■ **Try it**
Collect every line in the records below that contains the word "dress".

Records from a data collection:
§

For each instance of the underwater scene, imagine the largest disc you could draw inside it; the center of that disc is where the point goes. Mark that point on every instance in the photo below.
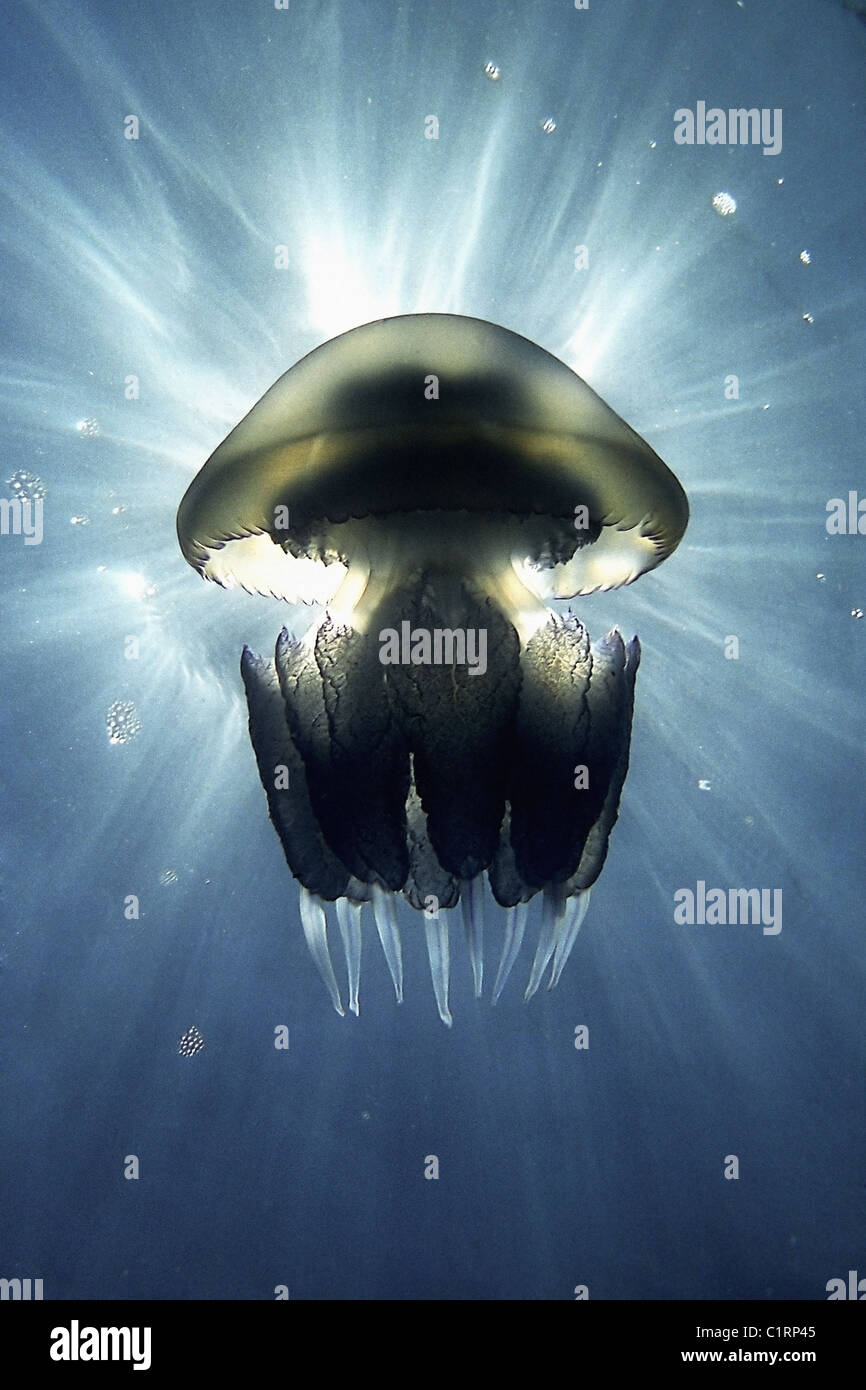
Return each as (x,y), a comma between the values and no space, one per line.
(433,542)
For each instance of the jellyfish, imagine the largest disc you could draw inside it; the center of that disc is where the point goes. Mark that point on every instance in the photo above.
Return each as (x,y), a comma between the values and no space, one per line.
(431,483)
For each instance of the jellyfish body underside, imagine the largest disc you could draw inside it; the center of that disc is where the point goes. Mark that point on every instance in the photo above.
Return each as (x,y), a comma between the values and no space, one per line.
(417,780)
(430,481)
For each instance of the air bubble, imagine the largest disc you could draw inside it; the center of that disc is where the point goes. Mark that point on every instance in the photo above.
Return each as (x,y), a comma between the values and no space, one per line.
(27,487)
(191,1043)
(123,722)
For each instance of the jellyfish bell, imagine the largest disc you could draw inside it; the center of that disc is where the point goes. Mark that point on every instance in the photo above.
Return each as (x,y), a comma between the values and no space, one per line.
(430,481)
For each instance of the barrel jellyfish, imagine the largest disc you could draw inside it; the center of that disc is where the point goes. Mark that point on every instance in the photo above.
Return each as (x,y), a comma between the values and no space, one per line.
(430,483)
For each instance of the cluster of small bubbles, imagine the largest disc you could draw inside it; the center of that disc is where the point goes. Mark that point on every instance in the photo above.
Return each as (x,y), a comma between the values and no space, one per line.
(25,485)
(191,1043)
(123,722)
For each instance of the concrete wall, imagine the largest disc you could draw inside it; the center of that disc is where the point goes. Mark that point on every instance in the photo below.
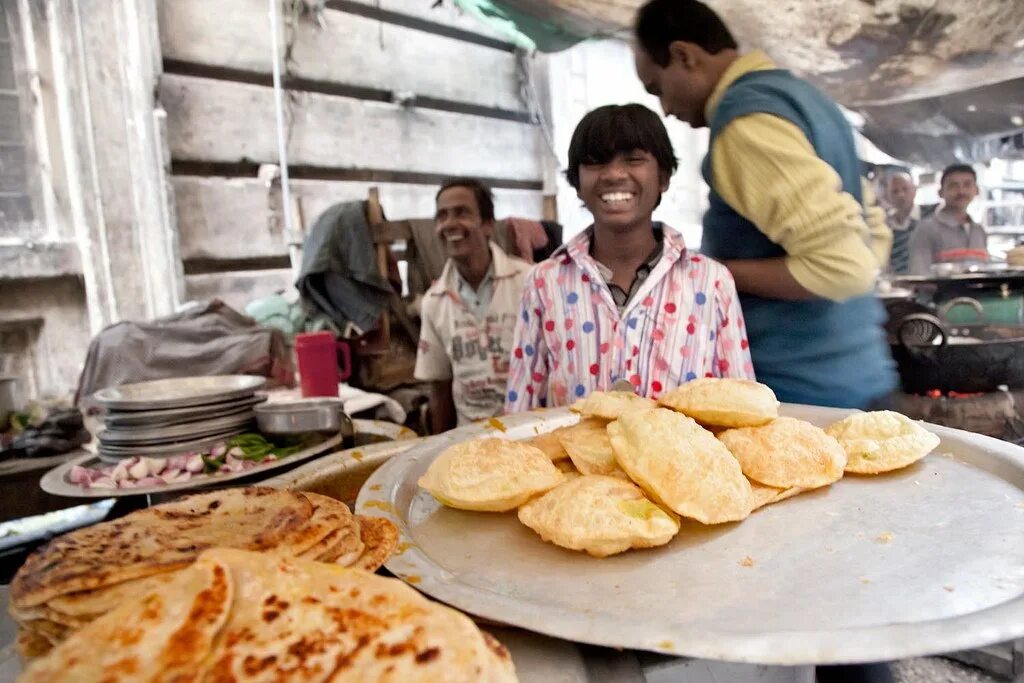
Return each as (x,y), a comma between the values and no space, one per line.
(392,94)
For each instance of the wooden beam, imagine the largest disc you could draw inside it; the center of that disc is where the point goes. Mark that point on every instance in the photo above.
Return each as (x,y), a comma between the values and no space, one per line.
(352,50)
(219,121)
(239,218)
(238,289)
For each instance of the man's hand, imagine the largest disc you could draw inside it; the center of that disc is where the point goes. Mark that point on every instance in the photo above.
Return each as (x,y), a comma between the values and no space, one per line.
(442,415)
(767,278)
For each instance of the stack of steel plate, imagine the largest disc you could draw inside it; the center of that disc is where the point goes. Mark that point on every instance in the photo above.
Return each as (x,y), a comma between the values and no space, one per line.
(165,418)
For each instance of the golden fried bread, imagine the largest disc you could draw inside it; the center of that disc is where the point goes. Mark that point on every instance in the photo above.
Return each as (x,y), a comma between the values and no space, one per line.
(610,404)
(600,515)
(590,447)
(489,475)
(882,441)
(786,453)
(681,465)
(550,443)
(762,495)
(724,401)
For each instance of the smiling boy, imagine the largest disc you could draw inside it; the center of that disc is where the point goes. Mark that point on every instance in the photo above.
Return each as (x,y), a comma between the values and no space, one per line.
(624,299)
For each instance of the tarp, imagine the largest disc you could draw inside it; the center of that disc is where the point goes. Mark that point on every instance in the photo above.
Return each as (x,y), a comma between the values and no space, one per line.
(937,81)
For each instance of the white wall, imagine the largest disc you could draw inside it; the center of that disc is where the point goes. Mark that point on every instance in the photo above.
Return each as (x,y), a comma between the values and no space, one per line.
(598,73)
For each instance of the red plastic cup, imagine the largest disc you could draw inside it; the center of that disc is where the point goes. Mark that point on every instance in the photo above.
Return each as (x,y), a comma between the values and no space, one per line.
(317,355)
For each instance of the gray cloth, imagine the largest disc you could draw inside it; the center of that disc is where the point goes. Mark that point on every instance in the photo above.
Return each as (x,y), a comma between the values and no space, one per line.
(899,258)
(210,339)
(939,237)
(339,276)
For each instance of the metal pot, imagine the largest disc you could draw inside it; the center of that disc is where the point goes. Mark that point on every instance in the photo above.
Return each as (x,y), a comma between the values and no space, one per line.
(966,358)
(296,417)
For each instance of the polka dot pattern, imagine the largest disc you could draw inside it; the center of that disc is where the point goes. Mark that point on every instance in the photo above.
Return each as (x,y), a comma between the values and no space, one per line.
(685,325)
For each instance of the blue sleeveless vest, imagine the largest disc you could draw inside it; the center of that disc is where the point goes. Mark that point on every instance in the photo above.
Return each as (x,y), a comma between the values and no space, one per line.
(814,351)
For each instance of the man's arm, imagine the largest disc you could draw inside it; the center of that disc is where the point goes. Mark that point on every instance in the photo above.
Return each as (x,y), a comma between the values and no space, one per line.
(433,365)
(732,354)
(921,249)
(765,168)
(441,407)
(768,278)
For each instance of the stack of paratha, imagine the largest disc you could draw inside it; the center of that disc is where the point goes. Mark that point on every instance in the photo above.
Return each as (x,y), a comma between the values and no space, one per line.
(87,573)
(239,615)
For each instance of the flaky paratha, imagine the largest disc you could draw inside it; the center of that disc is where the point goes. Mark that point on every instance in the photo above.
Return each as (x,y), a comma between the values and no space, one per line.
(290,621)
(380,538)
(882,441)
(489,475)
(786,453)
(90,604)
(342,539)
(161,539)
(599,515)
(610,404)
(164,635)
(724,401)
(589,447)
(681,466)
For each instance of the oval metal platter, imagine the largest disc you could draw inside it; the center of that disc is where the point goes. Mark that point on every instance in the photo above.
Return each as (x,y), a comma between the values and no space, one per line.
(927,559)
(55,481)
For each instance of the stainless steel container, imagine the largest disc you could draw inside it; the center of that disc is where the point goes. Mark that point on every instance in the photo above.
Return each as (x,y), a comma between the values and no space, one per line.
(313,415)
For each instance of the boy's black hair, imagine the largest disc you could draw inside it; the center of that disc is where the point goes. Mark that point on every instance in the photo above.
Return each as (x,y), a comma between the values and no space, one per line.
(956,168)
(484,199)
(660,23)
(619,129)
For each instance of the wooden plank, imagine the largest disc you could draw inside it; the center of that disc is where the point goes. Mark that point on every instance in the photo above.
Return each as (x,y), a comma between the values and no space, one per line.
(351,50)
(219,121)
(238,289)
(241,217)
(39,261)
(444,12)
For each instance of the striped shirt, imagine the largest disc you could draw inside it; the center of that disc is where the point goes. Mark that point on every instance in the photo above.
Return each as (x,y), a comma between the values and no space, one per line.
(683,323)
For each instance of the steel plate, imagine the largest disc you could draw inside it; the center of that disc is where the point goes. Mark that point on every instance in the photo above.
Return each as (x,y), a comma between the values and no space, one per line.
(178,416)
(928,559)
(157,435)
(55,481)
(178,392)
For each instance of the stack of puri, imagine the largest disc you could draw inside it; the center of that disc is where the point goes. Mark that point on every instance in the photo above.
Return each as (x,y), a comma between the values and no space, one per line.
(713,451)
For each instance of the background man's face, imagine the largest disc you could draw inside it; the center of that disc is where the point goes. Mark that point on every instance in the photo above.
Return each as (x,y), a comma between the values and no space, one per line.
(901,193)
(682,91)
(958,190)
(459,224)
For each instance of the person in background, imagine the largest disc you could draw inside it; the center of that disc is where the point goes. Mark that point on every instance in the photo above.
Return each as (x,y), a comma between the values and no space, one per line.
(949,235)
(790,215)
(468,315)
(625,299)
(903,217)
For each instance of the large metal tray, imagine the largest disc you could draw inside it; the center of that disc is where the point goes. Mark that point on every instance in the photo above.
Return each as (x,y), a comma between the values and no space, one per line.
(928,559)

§

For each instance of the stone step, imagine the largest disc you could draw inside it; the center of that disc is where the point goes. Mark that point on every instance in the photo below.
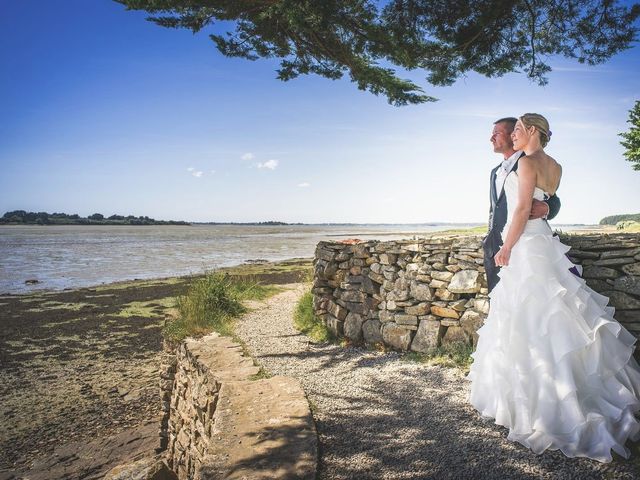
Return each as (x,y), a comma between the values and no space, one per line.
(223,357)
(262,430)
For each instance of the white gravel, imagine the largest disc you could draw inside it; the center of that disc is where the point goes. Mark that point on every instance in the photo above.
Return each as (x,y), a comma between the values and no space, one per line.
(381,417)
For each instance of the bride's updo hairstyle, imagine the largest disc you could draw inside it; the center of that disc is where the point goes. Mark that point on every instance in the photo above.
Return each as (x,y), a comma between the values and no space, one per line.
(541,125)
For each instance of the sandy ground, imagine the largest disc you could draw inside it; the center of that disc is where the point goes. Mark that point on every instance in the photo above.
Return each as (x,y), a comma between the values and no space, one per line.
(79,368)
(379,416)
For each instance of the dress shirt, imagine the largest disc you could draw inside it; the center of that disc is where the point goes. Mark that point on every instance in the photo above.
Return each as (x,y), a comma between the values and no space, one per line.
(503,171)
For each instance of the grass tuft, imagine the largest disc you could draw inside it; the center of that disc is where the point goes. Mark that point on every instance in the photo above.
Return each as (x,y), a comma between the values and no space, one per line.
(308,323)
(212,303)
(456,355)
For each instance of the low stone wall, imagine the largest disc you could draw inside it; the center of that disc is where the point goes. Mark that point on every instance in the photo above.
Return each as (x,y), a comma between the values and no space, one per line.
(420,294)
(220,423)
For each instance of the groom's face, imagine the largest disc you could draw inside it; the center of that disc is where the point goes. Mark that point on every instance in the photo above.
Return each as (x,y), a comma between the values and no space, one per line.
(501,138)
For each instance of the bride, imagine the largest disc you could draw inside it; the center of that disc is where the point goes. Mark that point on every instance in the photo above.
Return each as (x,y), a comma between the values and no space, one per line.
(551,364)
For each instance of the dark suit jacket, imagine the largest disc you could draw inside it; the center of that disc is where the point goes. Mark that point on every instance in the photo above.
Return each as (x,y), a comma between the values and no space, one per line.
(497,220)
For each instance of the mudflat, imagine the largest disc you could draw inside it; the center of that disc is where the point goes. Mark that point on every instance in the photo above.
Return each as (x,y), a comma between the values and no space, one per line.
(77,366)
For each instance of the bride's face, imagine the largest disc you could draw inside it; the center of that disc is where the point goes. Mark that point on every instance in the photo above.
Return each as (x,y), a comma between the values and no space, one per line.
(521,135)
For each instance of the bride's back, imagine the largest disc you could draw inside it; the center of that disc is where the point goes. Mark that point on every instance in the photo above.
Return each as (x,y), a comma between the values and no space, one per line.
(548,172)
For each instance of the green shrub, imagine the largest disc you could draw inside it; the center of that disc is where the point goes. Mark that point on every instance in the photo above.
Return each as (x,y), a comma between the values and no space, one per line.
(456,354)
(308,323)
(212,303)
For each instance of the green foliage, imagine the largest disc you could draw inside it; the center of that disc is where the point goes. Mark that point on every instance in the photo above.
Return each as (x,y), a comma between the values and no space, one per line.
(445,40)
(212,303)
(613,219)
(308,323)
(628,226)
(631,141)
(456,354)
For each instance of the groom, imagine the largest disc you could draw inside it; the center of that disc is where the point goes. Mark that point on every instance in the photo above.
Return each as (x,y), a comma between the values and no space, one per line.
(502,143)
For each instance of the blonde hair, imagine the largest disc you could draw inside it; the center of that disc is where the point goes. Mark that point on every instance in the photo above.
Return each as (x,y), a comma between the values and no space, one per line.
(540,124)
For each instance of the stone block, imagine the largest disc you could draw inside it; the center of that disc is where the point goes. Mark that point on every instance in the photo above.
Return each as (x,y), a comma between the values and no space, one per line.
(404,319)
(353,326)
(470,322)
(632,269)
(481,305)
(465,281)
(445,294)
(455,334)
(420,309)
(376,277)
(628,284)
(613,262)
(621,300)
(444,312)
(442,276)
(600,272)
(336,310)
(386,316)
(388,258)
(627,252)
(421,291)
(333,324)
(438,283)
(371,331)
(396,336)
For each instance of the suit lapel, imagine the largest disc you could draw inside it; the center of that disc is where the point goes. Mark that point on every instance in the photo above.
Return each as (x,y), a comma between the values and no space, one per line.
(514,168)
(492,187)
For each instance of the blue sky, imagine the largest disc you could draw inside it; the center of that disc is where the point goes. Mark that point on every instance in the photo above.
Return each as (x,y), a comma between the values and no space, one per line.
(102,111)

§

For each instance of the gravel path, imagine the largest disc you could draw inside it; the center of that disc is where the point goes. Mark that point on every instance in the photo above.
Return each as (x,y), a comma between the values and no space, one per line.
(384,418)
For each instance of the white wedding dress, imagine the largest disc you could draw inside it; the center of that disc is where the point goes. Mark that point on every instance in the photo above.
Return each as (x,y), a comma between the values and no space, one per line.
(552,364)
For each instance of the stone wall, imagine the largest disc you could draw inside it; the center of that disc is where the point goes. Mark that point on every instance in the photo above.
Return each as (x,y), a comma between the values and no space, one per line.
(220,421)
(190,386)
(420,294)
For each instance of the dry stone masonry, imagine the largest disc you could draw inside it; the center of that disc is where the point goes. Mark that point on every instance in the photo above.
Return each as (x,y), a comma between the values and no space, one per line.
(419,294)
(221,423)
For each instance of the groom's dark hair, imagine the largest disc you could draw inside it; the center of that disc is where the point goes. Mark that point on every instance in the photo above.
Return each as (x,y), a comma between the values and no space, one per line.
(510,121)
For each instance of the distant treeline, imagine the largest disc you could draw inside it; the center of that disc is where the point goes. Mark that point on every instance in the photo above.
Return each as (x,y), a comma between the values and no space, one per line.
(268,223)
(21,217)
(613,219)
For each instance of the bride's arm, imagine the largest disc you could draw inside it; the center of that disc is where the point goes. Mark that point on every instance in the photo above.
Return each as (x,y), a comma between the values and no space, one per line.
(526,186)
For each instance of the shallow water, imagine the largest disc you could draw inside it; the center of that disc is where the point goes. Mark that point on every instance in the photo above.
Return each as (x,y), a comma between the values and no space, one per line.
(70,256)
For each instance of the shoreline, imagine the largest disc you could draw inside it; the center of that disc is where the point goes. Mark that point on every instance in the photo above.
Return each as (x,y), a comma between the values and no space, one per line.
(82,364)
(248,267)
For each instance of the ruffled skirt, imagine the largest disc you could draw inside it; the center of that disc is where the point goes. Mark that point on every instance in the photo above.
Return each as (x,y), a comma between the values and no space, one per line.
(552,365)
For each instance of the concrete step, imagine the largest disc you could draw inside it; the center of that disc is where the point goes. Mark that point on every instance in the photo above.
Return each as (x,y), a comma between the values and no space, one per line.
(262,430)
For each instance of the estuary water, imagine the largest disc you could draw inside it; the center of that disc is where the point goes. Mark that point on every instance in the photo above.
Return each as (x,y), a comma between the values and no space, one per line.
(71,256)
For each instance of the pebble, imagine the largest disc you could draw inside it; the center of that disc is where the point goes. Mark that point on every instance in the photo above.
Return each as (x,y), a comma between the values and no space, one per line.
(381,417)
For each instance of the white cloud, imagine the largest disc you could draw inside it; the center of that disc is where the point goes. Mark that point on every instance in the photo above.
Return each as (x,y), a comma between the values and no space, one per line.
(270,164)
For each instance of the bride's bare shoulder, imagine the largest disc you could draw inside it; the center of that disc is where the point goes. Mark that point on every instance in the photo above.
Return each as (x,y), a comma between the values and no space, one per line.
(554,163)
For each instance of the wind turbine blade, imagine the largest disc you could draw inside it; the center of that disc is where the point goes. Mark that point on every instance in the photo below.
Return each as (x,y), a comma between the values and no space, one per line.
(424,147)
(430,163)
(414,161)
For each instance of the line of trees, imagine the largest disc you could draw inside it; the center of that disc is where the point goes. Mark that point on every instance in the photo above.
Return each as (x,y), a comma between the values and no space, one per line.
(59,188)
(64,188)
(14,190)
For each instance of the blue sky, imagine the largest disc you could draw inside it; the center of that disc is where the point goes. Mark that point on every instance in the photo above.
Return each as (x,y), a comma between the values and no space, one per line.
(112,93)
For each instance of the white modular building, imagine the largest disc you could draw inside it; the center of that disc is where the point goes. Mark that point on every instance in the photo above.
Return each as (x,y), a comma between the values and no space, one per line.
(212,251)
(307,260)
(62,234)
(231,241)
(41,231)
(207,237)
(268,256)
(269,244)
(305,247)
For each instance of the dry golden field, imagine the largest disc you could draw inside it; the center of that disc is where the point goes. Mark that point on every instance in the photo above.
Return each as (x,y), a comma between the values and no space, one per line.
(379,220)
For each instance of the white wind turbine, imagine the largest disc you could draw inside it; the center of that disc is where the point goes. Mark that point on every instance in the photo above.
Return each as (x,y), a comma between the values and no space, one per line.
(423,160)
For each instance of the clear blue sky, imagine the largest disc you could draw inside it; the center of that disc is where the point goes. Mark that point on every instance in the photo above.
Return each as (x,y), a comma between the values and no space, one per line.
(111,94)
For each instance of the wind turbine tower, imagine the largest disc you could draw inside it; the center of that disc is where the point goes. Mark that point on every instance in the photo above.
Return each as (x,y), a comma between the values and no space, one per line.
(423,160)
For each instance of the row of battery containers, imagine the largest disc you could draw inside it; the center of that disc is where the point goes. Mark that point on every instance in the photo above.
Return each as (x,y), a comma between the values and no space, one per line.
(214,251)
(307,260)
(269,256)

§

■ **Task output**
For each instance of the dress shirt, imagine the largest disc you could draw inside it; the center of that disc is where the point goes. Mark that point on every instance in the photo above.
For each instance of the white wedding dress, imagine the largest disc you could draw inside it; the center of that disc is where the point goes. Mark that point on every instance in the photo above.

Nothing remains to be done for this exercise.